An exact repetition of the data below, without images, is the expected answer.

━━ DATA TO USE

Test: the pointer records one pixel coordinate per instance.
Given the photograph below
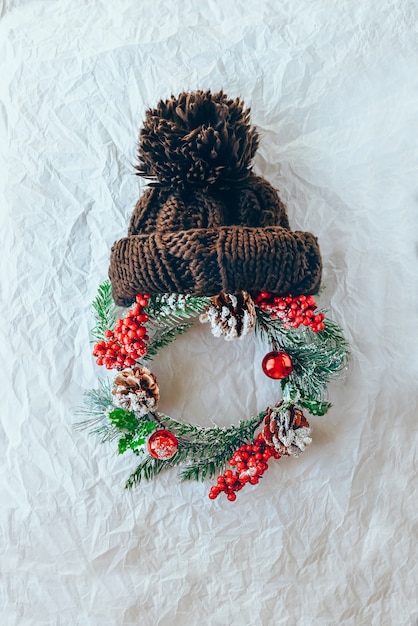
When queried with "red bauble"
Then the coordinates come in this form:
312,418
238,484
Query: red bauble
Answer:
277,364
163,445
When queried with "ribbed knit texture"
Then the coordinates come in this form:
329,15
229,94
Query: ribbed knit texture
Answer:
206,238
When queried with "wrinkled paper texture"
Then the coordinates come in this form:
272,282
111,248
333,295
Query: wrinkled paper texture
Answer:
329,538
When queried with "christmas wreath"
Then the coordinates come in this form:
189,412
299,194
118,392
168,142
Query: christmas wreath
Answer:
209,240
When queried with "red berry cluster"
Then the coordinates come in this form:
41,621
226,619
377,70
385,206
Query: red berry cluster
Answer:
251,461
126,343
294,311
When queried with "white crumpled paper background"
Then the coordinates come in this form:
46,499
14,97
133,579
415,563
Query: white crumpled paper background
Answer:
329,538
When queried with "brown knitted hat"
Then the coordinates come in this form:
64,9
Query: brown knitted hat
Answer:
207,223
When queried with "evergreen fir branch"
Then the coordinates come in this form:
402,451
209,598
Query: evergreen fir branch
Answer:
162,338
97,404
317,357
205,450
170,309
104,311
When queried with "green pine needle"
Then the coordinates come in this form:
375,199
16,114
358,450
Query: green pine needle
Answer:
104,311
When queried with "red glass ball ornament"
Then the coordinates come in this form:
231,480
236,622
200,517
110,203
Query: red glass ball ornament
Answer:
163,445
277,364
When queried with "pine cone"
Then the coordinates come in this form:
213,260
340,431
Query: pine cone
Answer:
137,390
286,429
230,315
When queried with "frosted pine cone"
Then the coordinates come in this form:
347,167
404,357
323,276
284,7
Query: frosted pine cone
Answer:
230,316
286,430
137,390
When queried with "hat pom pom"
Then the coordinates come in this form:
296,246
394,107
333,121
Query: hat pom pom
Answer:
199,138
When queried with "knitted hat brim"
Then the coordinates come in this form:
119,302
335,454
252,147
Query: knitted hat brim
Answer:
208,261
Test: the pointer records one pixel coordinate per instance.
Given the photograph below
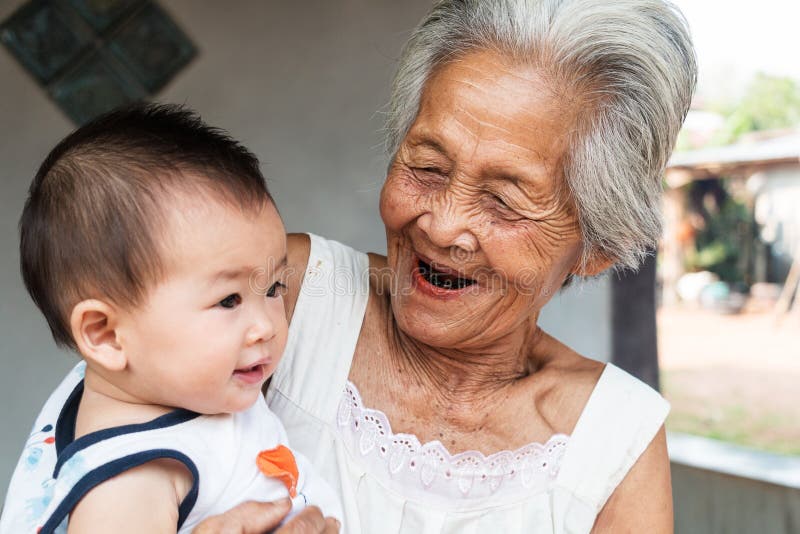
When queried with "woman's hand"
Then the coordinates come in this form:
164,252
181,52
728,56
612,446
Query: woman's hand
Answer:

━━━━

OUTPUT OF THE TASK:
Test: the pointer records one pixel coordinate per instance.
Given the photograph below
When queried with "red bauble"
Then the coordinates come in this form:
312,418
238,484
Query: red bauble
Answer:
277,364
163,445
When queried with "ribbed knit texture"
Then the coordinates come in this form:
329,15
229,94
Query: ribbed knit texture
Answer:
206,238
When queried with "wrinkled paper texture"
Then the coordinates come in this form:
272,282
111,248
333,295
Query: wrinkled paper texture
Answer:
329,538
When queried with "christmas wreath"
Then the coordinates come in this form:
189,412
299,194
118,392
168,142
Query: christmas wreath
Answer:
209,240
When queried with "red berry cluster"
Then the coordinates come in this form:
41,621
226,619
377,70
385,206
Query: red berry cluster
Answer:
251,461
126,343
294,311
When queried with "white crumpled paper background"
Then the coordinates come in this form:
46,499
14,97
133,579
415,563
Query: white crumpled paper background
Answer:
329,538
When queried with "brown knitted hat"
Then the coordinates come in this form:
64,9
Query: brown knitted hat
Answer:
207,223
When queried with "evergreen fir branch"
Then the coordinates come in this form:
402,451
209,598
Query: evergreen fir branch
Answer:
162,338
97,404
317,357
205,450
170,309
104,311
When queried with "green pine needle"
Then the coordinates come in this form:
375,199
16,114
358,450
Query: green pine needle
Answer:
104,311
When queried with "red glass ball ornament"
Then the coordinates come in this form:
231,480
236,622
200,517
110,203
Query: red glass ball ornament
Answer:
163,445
277,364
When queried with "pine cone"
Then the coordinates come in this form:
213,260
340,431
Query: pine cone
Answer:
137,390
286,429
230,315
When queried with "frosted pine cone"
Then the coordinates come in this form:
347,167
404,357
323,276
284,7
Query: frosted pine cone
Answer:
230,316
286,430
137,390
When queried with "hat pom pom"
Then the coordinates come in this form:
296,246
394,107
333,121
Query: hat pom pom
Answer:
199,138
When queried with "knitted hat brim"
Then the coordinates come in this form:
119,302
335,454
252,147
Query: knitted hat brim
Answer:
208,261
Test: the pointer records one pixel coordinate per instance.
Given the photograph below
When queried with "woman's hand"
Then the coordinates come in this form:
164,252
181,52
728,56
612,446
Query: woman's hand
Answer:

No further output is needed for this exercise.